--- DATASET EXCERPTS Enclosed Below ---

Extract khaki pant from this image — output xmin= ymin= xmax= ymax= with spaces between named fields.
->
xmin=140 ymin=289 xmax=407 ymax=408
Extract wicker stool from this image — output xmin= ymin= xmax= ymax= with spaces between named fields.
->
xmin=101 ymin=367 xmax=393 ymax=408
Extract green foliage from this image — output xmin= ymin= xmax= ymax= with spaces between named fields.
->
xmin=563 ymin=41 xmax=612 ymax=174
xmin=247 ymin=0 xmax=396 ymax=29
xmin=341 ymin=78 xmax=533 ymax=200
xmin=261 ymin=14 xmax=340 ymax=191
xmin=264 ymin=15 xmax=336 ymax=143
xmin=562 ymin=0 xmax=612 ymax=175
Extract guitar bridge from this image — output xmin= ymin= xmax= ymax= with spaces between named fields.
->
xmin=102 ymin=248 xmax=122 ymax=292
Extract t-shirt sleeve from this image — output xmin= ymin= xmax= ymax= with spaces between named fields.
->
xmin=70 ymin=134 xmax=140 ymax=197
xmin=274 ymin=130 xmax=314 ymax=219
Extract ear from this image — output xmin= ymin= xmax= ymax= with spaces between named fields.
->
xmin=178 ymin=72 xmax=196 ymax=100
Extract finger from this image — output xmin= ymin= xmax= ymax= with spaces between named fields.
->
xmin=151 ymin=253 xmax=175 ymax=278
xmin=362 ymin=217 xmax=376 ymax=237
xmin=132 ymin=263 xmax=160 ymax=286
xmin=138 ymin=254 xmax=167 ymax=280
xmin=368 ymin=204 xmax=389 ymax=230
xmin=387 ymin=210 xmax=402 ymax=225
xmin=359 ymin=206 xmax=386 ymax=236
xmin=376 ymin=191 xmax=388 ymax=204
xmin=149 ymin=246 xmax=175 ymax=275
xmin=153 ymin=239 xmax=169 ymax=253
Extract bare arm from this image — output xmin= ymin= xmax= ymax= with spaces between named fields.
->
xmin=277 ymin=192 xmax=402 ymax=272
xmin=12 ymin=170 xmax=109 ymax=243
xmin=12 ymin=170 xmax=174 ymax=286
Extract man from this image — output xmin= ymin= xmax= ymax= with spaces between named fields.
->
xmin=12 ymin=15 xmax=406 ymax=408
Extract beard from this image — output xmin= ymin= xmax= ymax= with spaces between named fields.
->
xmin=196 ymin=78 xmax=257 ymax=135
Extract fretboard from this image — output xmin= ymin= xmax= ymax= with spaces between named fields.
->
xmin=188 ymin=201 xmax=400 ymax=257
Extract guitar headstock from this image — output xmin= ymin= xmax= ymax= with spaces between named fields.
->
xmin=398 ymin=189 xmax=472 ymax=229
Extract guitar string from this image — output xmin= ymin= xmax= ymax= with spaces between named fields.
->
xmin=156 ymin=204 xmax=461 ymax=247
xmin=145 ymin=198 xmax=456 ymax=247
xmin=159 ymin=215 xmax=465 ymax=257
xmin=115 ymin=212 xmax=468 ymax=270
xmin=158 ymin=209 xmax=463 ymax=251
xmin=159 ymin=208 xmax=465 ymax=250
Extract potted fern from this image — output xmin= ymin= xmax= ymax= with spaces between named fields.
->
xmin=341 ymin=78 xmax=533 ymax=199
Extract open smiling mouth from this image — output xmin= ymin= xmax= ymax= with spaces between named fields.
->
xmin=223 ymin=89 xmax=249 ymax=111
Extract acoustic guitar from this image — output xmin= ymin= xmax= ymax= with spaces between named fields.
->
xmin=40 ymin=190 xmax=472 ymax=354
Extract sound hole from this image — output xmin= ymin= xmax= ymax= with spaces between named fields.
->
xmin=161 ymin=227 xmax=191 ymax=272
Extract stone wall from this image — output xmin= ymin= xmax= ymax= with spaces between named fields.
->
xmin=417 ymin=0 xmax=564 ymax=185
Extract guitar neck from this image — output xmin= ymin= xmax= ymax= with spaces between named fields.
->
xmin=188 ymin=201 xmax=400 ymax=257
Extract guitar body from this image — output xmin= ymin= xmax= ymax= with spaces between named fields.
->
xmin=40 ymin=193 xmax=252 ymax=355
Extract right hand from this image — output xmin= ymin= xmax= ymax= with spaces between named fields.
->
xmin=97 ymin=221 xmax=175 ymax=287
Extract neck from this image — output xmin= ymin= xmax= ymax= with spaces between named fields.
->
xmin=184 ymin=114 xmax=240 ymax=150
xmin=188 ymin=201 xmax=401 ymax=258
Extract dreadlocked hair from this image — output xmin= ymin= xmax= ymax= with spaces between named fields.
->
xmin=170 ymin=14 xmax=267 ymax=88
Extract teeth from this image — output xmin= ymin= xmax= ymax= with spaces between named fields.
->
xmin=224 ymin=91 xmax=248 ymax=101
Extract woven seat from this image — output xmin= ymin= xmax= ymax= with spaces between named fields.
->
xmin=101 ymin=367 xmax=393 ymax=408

--- End of Enclosed DATASET EXCERPTS ---

WORK TASK: Pull out all lines from the listing that contain the string "neck".

COMPLETED EXERCISE:
Extract guitar neck from this image — output xmin= ymin= xmax= ymax= with spaces between named fields.
Extract neck from this image — output xmin= ymin= xmax= ymax= with spaces between named fields.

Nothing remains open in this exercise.